**What you should do:**
Rewrite the data below as a numbered list, from its start through the line containing "742 0 931 63", both included. Drop any blank lines and any pictures.

*-*-*

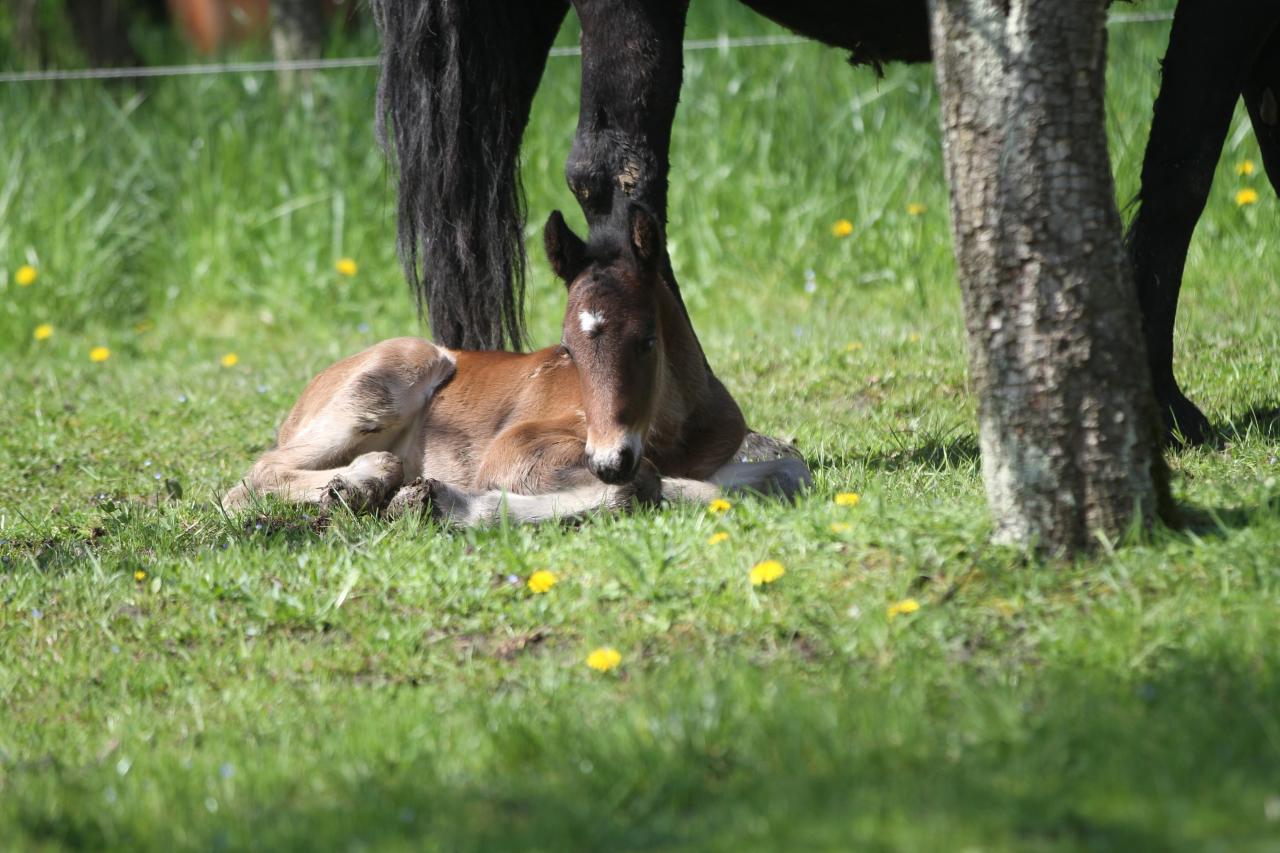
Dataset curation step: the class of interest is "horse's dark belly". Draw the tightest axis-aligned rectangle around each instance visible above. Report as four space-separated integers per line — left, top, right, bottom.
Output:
742 0 931 63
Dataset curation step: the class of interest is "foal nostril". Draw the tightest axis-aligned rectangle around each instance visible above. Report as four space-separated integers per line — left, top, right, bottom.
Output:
586 446 640 485
618 444 640 479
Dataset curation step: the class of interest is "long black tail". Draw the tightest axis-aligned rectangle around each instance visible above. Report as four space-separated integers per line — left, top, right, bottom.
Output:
372 0 568 350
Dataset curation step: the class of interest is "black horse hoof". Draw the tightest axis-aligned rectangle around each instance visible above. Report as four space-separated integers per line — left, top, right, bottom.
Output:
1161 392 1212 447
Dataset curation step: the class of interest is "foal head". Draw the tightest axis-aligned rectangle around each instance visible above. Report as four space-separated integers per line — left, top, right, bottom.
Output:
544 205 664 483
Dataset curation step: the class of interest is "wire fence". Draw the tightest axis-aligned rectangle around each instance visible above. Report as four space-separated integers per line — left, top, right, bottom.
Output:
0 12 1174 83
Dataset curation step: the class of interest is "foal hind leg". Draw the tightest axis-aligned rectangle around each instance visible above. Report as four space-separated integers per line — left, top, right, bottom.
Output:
1126 0 1271 443
223 338 454 510
223 447 404 510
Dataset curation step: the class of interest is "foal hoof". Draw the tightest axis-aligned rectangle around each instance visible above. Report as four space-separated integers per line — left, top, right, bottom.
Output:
383 476 438 519
733 430 804 462
320 476 378 512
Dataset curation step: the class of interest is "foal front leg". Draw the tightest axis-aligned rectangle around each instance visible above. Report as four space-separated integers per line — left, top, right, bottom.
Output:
387 418 659 526
662 456 813 503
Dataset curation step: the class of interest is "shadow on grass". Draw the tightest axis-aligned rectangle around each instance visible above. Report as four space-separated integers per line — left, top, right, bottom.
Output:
836 435 979 471
1212 401 1280 447
24 648 1280 850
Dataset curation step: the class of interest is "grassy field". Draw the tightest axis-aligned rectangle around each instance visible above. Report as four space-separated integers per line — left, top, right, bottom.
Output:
0 1 1280 850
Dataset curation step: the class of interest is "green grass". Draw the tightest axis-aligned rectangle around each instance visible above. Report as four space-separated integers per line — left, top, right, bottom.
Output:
0 4 1280 850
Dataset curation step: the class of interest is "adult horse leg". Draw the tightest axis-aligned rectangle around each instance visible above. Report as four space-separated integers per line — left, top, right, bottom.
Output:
564 0 687 261
1244 26 1280 193
374 0 568 350
1126 0 1276 443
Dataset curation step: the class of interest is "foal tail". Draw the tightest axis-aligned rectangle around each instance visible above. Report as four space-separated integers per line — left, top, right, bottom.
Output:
372 0 568 350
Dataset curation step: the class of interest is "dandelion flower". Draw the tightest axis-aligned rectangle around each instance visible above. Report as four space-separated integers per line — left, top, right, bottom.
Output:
586 646 622 672
526 569 559 596
887 598 920 619
750 560 787 587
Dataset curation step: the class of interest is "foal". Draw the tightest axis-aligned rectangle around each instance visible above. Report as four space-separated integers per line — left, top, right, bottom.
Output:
224 205 812 525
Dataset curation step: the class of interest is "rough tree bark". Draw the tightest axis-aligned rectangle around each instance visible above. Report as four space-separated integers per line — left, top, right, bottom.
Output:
929 0 1170 556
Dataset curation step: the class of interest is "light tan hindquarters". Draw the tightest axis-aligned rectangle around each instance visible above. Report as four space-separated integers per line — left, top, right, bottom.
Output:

*-*-*

**Exercise solution:**
1. Dataset curation step: the class of interest is "horse's dark belly". Draw the tightest axis-aligned rectangle around each instance visible above. Report as four space-separated integers per line — left, top, right, bottom.
2. Output:
3. 742 0 931 63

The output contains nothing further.